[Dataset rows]
##############################

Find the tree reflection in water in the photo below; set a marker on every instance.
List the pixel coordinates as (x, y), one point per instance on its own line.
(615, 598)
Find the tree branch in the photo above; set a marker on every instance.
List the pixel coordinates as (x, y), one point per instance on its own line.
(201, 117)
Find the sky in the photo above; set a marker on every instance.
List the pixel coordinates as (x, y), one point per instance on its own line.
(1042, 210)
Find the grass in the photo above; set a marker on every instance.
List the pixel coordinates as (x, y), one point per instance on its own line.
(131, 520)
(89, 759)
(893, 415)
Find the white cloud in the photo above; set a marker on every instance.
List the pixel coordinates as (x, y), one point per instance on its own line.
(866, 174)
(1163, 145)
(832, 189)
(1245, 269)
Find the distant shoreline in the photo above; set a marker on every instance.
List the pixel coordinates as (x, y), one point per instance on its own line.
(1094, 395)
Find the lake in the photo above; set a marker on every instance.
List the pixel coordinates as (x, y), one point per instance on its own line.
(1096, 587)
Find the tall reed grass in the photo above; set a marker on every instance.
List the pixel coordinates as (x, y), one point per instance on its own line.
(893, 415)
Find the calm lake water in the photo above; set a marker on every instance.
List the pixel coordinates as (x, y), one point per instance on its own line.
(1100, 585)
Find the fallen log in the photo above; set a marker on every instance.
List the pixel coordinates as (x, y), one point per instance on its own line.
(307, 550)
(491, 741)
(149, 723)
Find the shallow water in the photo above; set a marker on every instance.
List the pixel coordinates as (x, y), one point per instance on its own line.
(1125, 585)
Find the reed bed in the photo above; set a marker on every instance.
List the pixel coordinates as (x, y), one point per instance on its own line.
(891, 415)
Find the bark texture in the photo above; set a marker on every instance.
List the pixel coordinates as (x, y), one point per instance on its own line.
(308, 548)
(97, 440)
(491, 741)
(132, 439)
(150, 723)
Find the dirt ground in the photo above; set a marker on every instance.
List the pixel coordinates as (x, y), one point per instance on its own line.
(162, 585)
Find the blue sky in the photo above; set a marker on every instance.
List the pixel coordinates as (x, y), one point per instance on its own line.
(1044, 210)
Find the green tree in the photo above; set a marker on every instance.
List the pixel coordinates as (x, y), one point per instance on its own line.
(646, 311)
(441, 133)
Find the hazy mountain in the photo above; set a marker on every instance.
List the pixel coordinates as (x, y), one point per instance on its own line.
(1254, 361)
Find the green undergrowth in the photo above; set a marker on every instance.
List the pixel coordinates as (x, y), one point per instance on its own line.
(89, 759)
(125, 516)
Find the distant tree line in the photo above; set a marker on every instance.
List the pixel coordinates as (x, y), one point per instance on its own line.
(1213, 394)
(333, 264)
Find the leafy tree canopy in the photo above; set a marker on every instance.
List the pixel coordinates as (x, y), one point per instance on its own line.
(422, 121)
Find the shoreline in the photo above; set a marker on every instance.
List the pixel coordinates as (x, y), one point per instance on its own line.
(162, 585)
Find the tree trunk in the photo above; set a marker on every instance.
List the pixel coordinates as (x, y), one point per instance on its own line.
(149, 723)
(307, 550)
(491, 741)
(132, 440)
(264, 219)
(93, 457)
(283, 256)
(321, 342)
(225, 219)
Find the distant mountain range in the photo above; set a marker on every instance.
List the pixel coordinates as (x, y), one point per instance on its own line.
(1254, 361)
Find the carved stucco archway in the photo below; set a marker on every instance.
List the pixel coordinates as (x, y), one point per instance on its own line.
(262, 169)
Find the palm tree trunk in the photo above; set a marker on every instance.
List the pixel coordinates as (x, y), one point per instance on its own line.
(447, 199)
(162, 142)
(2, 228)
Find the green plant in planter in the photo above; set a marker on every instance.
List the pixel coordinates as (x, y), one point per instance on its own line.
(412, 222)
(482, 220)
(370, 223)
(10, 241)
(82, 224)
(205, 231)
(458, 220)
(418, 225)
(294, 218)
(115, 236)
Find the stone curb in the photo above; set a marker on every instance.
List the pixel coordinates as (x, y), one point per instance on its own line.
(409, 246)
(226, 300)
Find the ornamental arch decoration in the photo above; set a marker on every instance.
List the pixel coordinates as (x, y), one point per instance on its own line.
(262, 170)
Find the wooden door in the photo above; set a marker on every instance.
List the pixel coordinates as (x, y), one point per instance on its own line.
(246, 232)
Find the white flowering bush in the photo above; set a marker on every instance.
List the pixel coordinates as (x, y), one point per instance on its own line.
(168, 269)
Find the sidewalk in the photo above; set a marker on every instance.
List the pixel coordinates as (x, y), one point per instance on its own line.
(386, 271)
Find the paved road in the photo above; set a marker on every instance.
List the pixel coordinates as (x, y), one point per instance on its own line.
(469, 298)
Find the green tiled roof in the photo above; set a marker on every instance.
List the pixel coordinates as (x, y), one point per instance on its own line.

##############################

**Stated problem**
Print every one of the rows above again without any alteration, keeping their original order.

**Correct response**
Find the tree reflection in water in the photo below; set a marker on every instance.
List the pixel coordinates as (x, y), one point per instance on its own line.
(615, 598)
Find the tree branch in the photo above; set a marker on every instance.
List the pixel coordinates as (x, y), one point per instance on its own line.
(201, 117)
Find the sky in the photo above; set a marker on every instance.
List the pixel coordinates as (x, y), one point per instance on its own line.
(1042, 210)
Find the grass in the photo above; set a marker on every instance.
List the pixel coordinates as (x, y), one point per instance on its own line.
(131, 520)
(89, 759)
(893, 415)
Find the white cloud in the photo above; set a marker on every instance.
List the pixel coordinates as (x, y), one point per instance on its own line.
(866, 174)
(1163, 145)
(832, 189)
(1245, 269)
Find the distant shoreline in the photo above; set a marker on every instance.
List the pixel coordinates as (x, y), one point per instance on its own line.
(1094, 395)
Find the lake in the photo above; set a marker on every instance.
List the pixel coordinates as (x, y), one point per instance on its own line.
(1096, 587)
Find the tall reed grass in the photo above; set a marker on every instance.
List the pixel coordinates as (x, y), one point per instance on its own line.
(893, 415)
Find the calm lake water in the photo above; set a marker on every instance.
List the pixel coordinates as (x, y), one point per instance on its own line.
(1100, 585)
Find the fallen log in the photo above; set a marker on every instance.
List the pixel coordinates as (x, y), one point per instance on its own line.
(307, 550)
(491, 741)
(149, 723)
Find the shallow water in the photo above; set a marker on every instance.
List the pixel coordinates as (x, y), one point per instance on its own line.
(1125, 585)
Find the reed bed in the photo above; set a marker on every instance.
List the pixel coordinates as (x, y), one point per instance on its own line.
(891, 415)
Find the bark texture in the photo above; set a marker on every instance.
List the pixel coordinates as (x, y), one point per instance on its own line.
(308, 548)
(97, 440)
(491, 741)
(132, 439)
(150, 723)
Find the dirt ground in the photo above; set a marker on every instance.
List the pixel coordinates as (x, y), one point per instance on its own line.
(162, 585)
Find the blue sky in the photo above; set a marker on every instance.
List the pixel coordinates as (x, y), one point per instance on its own line.
(1044, 210)
Find the green tree in the photo above; set a marker on every instance.
List the pixel coordinates as (x, y), one point per instance on its own line.
(646, 311)
(441, 133)
Find the hazy mountain in the photo above; set a marker on every instance.
List the pixel coordinates as (x, y), one point per instance on its own line.
(1254, 361)
Find the green undergrowth in the photo above; set a marker on every instance.
List the pixel coordinates as (x, y), one point per instance on its own line.
(89, 759)
(125, 516)
Find the distant tree line in the photo above; set a marker on every instance.
List the pixel coordinates as (x, y), one point per instance on its own line.
(1213, 394)
(333, 264)
Find the leafy tree canopy in the photo above; set a marker on every instance.
List the pixel coordinates as (x, y), one point per instance on its own line.
(422, 121)
Find the shoreline in the photo above; set a marker on every instance.
List the pixel coordinates as (x, y), one point per instance on its own line.
(162, 585)
Find the tree trunk in the photo above; set a marker on every instance.
List the pixel coordinates as (x, y), one point per instance on its own line.
(149, 723)
(307, 550)
(491, 741)
(132, 440)
(264, 219)
(93, 457)
(283, 256)
(321, 342)
(225, 219)
Find the distant mountain range in the photo above; set a marker on every instance.
List the pixel coordinates as (x, y), one point per instance on its own line.
(1254, 361)
Find the carved stucco archway in the photo below; set a marker on every instance.
List the pixel coordinates as (x, y), one point per instance on its own line.
(262, 169)
Find the palm tree trunk in the photo above; set a marker on every instance.
List the pixel coordinates as (x, y), one point per instance on its own line.
(447, 199)
(162, 142)
(2, 228)
Find the green plant in planter in the photo above; set a marker on every instance.
List the pixel coordinates as (x, y), one point per instance on its own line.
(412, 222)
(482, 220)
(370, 223)
(10, 241)
(82, 224)
(205, 231)
(458, 220)
(418, 225)
(294, 218)
(115, 236)
Find the stone curb in the photo above; set a marker on every instance.
List the pixel coordinates as (x, y), one point per instance on its own line.
(409, 246)
(226, 300)
Find the ornamental arch decoration in the photo above; set a marker on every instance.
List the pixel coordinates as (x, y), one point per instance on its own line.
(262, 170)
Find the wooden door in the photo above; set a marker on every instance.
List the pixel coordinates as (x, y), one point per instance on its own line.
(246, 232)
Find the white flowering bush in the photo above; set a marker on every instance.
List the pixel coordinates as (x, y), one point per instance on its own line.
(168, 269)
Find the sidewalk in the photo above; set a marker on every instance.
List the pixel coordinates as (x, y), one point per instance on its own line.
(386, 271)
Find the paved road in the photo above; set a marker on every instance.
List the pixel coordinates as (x, y), one point per instance on its own line.
(469, 298)
Find the green tiled roof in the photo above; set a marker on every instance.
List the pixel coordinates as (x, y), one point per instance on its own line.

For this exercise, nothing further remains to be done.